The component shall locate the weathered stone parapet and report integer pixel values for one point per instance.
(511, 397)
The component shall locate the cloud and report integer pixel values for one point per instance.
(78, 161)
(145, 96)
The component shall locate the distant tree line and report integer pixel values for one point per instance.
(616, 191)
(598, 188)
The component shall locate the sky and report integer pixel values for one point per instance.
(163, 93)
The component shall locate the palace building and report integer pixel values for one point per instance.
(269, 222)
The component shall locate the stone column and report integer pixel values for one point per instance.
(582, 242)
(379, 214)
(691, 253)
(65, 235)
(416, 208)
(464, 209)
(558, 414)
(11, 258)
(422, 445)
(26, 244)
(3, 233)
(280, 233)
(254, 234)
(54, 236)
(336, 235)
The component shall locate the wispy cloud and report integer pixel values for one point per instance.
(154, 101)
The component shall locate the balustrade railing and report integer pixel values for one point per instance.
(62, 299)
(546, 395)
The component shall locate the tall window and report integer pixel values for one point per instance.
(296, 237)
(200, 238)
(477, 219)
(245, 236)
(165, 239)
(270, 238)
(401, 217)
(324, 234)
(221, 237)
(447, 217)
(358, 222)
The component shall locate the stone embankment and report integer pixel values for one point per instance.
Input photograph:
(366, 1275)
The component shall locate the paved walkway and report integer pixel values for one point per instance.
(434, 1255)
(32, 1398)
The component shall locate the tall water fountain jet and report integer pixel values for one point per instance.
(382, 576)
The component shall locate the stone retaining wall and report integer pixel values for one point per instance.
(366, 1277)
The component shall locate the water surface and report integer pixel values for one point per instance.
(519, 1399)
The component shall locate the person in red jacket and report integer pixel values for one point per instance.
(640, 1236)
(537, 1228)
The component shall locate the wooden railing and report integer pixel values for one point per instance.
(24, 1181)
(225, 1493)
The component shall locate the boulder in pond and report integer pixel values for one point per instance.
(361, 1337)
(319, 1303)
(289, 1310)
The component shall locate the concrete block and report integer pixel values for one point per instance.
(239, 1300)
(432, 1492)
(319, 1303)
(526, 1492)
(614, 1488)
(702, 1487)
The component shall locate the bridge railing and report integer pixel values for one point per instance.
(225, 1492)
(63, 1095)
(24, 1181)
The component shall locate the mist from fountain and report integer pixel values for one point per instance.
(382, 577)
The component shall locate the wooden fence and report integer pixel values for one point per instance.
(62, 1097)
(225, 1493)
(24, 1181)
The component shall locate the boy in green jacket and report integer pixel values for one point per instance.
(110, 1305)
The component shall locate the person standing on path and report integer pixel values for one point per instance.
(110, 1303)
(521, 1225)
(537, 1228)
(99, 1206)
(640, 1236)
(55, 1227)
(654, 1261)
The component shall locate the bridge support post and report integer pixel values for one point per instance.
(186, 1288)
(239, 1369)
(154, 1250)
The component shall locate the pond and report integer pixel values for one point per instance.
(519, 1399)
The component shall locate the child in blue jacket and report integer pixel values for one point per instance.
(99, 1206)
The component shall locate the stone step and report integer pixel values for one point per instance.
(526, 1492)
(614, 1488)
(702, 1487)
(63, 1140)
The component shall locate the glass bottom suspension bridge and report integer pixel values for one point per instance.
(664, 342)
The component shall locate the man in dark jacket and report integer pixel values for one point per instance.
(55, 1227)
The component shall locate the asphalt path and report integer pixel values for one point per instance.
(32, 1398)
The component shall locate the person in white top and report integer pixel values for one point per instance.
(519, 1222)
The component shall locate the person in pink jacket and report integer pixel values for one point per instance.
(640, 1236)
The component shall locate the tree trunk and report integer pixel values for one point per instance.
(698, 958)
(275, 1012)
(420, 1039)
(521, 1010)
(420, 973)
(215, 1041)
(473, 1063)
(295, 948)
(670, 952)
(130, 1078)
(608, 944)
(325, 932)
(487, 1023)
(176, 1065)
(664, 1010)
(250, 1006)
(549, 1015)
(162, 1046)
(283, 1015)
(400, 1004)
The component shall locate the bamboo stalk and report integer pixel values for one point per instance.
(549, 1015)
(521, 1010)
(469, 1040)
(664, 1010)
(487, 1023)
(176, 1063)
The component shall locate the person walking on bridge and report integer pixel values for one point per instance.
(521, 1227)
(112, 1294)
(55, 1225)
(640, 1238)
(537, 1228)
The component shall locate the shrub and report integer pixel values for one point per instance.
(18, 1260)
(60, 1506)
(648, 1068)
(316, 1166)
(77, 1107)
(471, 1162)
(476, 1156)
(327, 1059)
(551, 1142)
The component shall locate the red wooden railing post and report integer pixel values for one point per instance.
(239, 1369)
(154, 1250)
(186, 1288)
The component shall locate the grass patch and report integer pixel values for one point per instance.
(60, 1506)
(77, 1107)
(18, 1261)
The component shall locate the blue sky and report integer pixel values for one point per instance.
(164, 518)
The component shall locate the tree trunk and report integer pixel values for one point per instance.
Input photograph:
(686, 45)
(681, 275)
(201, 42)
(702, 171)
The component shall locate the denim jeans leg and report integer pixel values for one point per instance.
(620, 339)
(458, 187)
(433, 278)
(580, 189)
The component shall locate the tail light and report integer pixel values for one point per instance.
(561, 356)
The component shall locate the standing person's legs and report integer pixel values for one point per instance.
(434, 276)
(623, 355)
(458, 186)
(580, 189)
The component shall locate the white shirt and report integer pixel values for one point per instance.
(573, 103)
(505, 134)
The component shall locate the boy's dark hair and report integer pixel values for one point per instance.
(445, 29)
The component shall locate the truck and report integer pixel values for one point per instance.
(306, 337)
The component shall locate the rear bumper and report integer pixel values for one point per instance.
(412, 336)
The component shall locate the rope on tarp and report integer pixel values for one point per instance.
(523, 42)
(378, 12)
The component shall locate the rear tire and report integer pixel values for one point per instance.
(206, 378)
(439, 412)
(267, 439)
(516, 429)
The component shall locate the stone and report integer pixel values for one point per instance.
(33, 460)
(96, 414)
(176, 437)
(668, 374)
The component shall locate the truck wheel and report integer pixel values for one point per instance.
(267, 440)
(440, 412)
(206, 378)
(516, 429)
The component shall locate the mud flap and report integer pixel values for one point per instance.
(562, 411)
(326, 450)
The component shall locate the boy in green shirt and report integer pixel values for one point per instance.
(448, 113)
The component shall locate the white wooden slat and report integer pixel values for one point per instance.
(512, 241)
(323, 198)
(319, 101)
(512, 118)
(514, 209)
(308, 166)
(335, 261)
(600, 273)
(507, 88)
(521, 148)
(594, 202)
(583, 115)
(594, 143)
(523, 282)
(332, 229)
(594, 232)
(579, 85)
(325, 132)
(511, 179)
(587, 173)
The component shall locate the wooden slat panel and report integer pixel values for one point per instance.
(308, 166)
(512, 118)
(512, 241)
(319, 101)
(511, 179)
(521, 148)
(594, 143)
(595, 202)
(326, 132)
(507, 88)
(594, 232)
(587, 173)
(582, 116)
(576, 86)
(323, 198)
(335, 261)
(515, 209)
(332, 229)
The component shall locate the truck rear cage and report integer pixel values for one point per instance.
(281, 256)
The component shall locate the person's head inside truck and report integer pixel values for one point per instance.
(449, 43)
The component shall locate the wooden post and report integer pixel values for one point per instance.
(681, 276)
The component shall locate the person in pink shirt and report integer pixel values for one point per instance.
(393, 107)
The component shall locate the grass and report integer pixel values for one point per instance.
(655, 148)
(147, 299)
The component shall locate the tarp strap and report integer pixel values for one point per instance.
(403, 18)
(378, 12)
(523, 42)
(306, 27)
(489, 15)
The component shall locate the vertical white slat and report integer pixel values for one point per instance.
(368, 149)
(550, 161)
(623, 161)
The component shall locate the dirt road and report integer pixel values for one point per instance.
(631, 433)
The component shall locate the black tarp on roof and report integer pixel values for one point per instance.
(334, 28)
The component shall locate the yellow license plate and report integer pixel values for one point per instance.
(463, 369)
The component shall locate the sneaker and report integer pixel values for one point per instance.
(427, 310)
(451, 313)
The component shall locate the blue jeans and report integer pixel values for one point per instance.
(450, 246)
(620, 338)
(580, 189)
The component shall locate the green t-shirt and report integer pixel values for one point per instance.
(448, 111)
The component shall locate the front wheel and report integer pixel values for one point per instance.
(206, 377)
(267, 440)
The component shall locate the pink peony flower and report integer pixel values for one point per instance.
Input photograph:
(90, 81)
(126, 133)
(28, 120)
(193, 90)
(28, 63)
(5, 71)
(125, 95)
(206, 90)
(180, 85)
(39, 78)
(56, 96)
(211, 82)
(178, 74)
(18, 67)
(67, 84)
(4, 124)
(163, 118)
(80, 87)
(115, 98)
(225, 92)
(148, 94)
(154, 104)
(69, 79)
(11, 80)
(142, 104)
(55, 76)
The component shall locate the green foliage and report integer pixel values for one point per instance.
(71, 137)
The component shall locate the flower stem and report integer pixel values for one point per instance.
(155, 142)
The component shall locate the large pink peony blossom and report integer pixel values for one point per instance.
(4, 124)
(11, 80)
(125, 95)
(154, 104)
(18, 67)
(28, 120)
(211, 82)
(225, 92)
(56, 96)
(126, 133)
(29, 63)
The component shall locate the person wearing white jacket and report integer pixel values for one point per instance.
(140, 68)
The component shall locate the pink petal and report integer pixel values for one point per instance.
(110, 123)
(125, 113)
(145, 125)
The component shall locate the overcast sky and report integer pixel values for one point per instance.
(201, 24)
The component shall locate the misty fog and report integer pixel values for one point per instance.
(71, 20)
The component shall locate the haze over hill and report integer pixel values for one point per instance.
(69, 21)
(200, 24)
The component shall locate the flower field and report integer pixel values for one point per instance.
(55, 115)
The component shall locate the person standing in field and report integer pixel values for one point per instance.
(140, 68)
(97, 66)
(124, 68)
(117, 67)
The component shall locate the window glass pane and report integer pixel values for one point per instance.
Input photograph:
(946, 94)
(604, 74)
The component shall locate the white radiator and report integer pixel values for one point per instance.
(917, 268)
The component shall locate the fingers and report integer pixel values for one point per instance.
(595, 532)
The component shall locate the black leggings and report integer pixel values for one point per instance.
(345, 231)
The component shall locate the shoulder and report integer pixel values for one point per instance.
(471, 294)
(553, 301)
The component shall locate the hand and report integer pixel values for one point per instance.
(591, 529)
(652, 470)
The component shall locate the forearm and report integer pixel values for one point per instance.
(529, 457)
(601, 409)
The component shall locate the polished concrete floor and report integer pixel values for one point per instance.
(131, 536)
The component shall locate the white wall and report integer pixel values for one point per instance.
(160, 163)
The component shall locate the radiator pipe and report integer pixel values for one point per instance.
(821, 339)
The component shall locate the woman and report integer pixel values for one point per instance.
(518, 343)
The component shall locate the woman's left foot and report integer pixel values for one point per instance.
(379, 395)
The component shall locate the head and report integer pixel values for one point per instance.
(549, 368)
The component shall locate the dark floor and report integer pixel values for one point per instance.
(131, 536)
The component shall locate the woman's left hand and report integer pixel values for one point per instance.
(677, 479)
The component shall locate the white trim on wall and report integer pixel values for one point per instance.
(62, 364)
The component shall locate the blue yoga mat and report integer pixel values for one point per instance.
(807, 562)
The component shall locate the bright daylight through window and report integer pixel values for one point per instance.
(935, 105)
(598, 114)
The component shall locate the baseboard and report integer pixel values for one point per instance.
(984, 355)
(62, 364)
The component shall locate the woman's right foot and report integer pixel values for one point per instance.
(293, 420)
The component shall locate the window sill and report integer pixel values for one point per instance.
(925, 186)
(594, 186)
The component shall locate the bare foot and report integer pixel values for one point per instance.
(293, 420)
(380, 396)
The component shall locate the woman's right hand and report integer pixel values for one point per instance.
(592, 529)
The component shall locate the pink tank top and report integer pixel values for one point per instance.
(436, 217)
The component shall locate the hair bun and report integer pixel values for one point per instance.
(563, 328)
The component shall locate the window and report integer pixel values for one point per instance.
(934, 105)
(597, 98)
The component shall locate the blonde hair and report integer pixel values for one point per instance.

---*---

▶ [What to produce]
Could you turn every line from the one containing "The component shall locate the woman's right foot" through the end of the records, both ends included, into a JSON list of strings, one string per line and blank lines left out?

▶ [Output of the exercise]
[
  "The component shall locate the woman's right foot and report integer pixel values for one point per instance.",
  "(293, 420)",
  "The component shall locate the window sill and report integer pixel values for one point per instance.",
  "(925, 186)",
  "(594, 186)",
  "The component shall locate the bare foot and report integer pixel values for one point per instance.",
  "(293, 420)",
  "(380, 396)",
  "The component shall locate the woman's right hand and report integer pixel values for one point per instance.",
  "(592, 529)",
  "The component shall locate the pink tank top and report integer pixel values for one point per instance.",
  "(436, 217)",
  "The component shall locate the hair bun and report integer pixel values for one point per instance.",
  "(563, 328)",
  "The component shall locate the window and report integer pixel values for one point per instance.",
  "(934, 105)",
  "(597, 98)",
  "The component shall locate the blonde hair and report integer pixel values for one point per instance."
]